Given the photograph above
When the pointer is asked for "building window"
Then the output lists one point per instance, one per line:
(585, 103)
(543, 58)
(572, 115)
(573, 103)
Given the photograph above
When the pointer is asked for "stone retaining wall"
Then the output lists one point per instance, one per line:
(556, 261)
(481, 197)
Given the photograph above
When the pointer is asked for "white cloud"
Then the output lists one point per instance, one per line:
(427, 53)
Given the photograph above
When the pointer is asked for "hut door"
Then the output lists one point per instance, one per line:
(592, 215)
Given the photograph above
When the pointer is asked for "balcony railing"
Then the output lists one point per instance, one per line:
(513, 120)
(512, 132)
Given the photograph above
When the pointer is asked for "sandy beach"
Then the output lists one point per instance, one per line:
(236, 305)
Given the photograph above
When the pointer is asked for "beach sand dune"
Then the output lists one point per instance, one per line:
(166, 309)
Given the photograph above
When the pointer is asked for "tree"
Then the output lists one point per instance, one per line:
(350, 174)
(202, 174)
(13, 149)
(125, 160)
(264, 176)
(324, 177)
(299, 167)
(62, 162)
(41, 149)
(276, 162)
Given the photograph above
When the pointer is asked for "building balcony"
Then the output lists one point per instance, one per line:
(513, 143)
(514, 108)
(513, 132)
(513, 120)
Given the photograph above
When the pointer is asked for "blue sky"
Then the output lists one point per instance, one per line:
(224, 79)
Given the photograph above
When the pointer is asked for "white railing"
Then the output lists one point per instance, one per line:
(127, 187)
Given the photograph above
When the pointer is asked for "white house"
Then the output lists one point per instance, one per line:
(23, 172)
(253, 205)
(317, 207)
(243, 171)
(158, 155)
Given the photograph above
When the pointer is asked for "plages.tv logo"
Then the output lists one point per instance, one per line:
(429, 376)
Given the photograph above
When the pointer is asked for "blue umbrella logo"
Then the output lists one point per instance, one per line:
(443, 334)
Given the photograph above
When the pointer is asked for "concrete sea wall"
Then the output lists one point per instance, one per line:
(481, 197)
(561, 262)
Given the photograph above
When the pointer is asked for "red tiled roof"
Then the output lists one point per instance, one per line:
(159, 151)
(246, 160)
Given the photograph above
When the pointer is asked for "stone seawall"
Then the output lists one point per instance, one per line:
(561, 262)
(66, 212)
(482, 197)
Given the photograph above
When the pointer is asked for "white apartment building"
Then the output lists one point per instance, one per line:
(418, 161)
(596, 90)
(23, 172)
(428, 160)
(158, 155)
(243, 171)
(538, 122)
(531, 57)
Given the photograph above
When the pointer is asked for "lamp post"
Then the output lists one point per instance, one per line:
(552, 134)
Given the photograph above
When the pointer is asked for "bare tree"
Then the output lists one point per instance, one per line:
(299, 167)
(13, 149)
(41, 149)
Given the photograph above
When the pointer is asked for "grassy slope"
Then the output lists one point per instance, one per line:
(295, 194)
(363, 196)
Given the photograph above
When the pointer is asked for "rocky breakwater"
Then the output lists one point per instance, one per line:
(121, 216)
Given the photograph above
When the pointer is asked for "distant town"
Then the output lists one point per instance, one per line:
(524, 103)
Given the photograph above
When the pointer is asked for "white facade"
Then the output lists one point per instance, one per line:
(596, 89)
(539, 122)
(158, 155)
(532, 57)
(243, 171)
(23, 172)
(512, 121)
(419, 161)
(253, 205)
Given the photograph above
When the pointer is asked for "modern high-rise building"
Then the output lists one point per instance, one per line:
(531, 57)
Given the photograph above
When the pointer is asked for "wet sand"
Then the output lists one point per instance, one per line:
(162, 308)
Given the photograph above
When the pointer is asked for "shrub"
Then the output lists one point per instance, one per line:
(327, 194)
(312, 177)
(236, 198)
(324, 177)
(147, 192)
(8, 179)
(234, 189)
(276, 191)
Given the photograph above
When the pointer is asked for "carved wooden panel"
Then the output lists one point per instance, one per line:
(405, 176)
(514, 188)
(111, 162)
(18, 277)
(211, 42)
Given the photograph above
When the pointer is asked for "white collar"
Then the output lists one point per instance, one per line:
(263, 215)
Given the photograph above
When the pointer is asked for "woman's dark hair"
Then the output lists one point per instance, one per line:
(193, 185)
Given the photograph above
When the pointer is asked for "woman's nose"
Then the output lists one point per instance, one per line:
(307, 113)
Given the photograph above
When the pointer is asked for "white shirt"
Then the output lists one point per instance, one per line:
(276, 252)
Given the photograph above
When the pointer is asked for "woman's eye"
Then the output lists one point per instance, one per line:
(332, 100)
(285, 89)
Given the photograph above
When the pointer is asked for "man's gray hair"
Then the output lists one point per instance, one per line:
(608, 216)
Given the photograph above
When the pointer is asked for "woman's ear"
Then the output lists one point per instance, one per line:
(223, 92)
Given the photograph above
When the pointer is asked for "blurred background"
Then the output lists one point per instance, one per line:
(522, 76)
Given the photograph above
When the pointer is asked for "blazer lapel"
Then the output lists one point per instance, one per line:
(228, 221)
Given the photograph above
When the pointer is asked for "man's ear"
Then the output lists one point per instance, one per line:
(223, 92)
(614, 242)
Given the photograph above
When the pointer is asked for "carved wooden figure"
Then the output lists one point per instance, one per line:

━━━

Work required
Find every line in the listing above that contains the word "beach", and copy each of those lines.

Exercise answer
When the pointer is asked for "sandy beach"
When the pointer is asked for "beach sand dune"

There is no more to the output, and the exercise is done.